§ **Your objective**
Pull out each line of the entries below that contains the string "striped" and copy it unchanged. Matching is case-sensitive.

§ **Input for this task**
::::

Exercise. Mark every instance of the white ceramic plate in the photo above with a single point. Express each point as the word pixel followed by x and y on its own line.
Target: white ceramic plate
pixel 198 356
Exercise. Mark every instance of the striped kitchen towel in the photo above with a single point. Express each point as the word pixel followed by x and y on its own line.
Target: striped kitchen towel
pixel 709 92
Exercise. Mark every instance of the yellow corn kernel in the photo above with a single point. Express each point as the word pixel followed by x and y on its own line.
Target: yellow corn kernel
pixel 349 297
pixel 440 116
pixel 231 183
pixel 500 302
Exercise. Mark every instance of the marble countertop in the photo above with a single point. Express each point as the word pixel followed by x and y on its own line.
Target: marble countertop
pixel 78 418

::::

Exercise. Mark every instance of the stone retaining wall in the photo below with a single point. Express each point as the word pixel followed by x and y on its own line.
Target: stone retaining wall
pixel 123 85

::::

§ **Result for this exercise**
Exercise. Mark every instance of the striped kitchen towel in the photo above with a single point. Express each point as the word pixel followed by x and y on its own line.
Target: striped kitchen towel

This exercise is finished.